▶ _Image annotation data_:

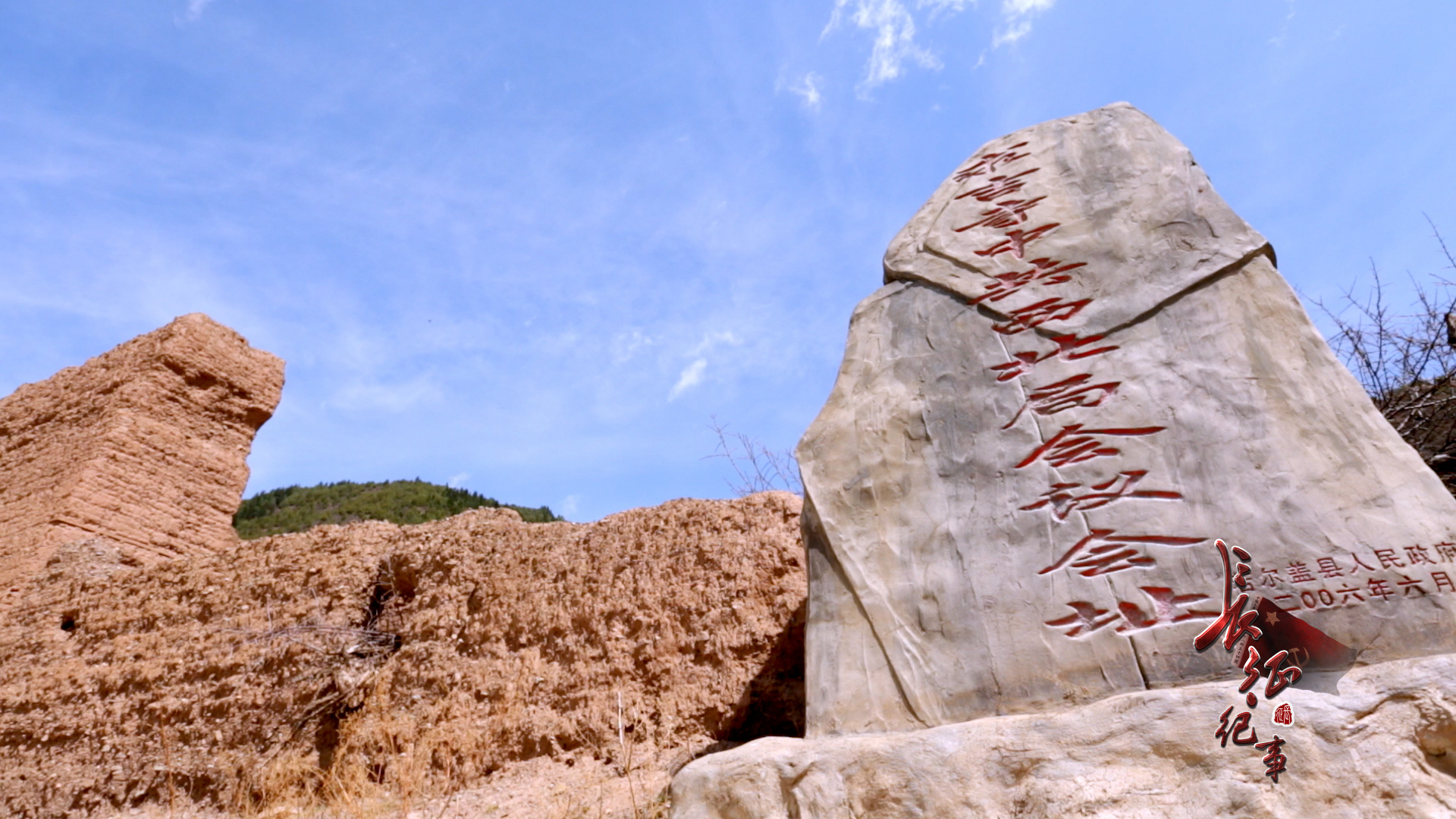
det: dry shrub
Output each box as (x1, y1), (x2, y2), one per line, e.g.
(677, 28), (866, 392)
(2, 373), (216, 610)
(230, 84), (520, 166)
(0, 493), (805, 817)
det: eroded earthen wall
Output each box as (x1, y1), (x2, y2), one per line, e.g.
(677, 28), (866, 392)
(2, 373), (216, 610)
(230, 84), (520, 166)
(0, 313), (282, 606)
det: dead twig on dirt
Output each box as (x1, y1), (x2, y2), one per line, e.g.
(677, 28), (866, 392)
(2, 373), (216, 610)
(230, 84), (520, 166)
(1310, 217), (1456, 488)
(703, 416), (804, 497)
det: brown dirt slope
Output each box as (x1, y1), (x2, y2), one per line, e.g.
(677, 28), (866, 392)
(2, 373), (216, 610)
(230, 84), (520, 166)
(0, 313), (282, 609)
(0, 493), (805, 817)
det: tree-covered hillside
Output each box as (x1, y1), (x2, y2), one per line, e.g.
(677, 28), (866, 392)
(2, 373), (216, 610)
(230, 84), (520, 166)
(233, 478), (562, 541)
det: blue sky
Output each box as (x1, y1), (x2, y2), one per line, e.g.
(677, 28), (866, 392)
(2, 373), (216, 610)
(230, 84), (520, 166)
(0, 0), (1456, 520)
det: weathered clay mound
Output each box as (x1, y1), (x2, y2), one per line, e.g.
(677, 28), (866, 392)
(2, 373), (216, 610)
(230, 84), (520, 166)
(0, 313), (282, 609)
(0, 493), (805, 816)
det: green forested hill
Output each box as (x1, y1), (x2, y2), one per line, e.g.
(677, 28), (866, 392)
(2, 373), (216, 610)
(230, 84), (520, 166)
(233, 479), (562, 541)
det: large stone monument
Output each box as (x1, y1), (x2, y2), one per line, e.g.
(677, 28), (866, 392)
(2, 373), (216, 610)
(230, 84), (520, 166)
(798, 103), (1456, 737)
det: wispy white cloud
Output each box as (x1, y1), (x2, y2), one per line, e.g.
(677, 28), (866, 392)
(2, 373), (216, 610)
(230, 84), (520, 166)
(689, 329), (742, 356)
(667, 359), (708, 400)
(187, 0), (212, 22)
(786, 71), (824, 111)
(992, 0), (1057, 48)
(820, 0), (962, 98)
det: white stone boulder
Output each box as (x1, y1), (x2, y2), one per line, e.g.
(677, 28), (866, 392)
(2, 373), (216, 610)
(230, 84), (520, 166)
(671, 654), (1456, 819)
(798, 103), (1456, 734)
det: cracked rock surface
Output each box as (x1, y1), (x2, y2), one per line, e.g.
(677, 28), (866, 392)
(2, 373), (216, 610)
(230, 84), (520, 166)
(798, 103), (1456, 737)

▶ _YOUR INSTRUCTIONS_: Rewrite all of these lines with "one per line" changed to "each on its own line" everywhere and everything else left the same. Leave the pictures out of your answer.

▶ _ANSWER TO THE TASK_:
det: dry shrub
Output each box as (x1, y1), (x2, y2), each on its own line, e.g.
(677, 28), (866, 392)
(2, 373), (216, 610)
(230, 84), (520, 166)
(0, 493), (805, 817)
det: eroded earthen wall
Output each box as (x1, y1), (x2, y2), each on its own line, e.g.
(677, 28), (866, 392)
(2, 373), (216, 610)
(230, 84), (520, 166)
(0, 313), (282, 606)
det: dead twig on dirt
Output each box as (x1, y1), (x2, y2), each on its own line, e.g.
(677, 28), (866, 392)
(2, 373), (216, 610)
(230, 84), (520, 166)
(1310, 217), (1456, 488)
(703, 416), (804, 497)
det: brown dirt slope
Output each box as (x1, y1), (x2, y2), each on its own line, e.g.
(677, 28), (866, 392)
(2, 373), (216, 610)
(230, 84), (520, 166)
(0, 313), (282, 609)
(0, 493), (805, 817)
det: tree-covered hillside
Output each box as (x1, y1), (x2, y2), each on its own line, e.g.
(677, 28), (866, 392)
(2, 373), (216, 610)
(230, 84), (520, 166)
(233, 478), (562, 541)
det: blue sky
Output each box as (x1, y1), (x2, y2), each on its own line, e.g.
(677, 28), (866, 392)
(2, 373), (216, 610)
(230, 84), (520, 166)
(0, 0), (1456, 520)
det: weathered clay mound
Output each box as (x1, y1), (x2, y2), each on its own line, e.g.
(677, 28), (866, 392)
(2, 373), (216, 610)
(230, 84), (520, 166)
(0, 313), (282, 609)
(0, 493), (805, 816)
det: green forested hill
Output each box as (x1, y1), (x2, y2), each on its own line, e.g.
(677, 28), (866, 392)
(2, 373), (216, 610)
(230, 84), (520, 166)
(233, 479), (562, 541)
det: large stone monument
Output each box as (x1, y1), (x2, y2), each on its own line, e.g.
(677, 28), (866, 392)
(2, 373), (216, 610)
(230, 84), (520, 166)
(798, 103), (1456, 737)
det: wispy white cloud
Output each box as (x1, y1), (x2, y2), each on its own line, e.g.
(677, 28), (866, 392)
(2, 373), (216, 610)
(230, 84), (520, 166)
(689, 329), (742, 356)
(667, 359), (708, 400)
(187, 0), (212, 22)
(786, 71), (824, 111)
(992, 0), (1057, 48)
(820, 0), (962, 98)
det: white stone boulder
Output each box as (x1, y1), (x2, y2), each on its own line, e.g.
(677, 28), (866, 392)
(2, 373), (216, 610)
(230, 84), (520, 166)
(671, 654), (1456, 819)
(798, 103), (1456, 734)
det: cracked rock surface
Output each box as (x1, y1), (x2, y2), each on its own line, e.g.
(677, 28), (866, 392)
(2, 373), (216, 610)
(230, 84), (520, 166)
(798, 103), (1456, 737)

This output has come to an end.